**Tarea asignada:**
Vuelve a escribir todas las líneas de los registros que siguen, incluidas las peticiones. En las respuestas, multiplica cada coordenada por 0,95 y redondea el resultado al entero más cercano, con las mitades hacia arriba.

**Registros proporcionados:**
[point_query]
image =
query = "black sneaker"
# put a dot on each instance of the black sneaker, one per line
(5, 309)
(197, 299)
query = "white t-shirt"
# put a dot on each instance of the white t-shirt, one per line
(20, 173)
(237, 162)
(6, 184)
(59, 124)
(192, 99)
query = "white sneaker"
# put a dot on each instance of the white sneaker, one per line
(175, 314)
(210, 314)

**Respuesta esperada:**
[point_query]
image =
query = "black sneaker"
# put a dot on each instance of the black sneaker, one per line
(5, 294)
(187, 284)
query = "white t-shirt"
# put a dot on each instance of the white t-shirt, one per line
(19, 164)
(225, 154)
(6, 175)
(56, 118)
(182, 94)
query = "white sneaker"
# put a dot on each instance of the white sneaker, one per line
(166, 298)
(200, 298)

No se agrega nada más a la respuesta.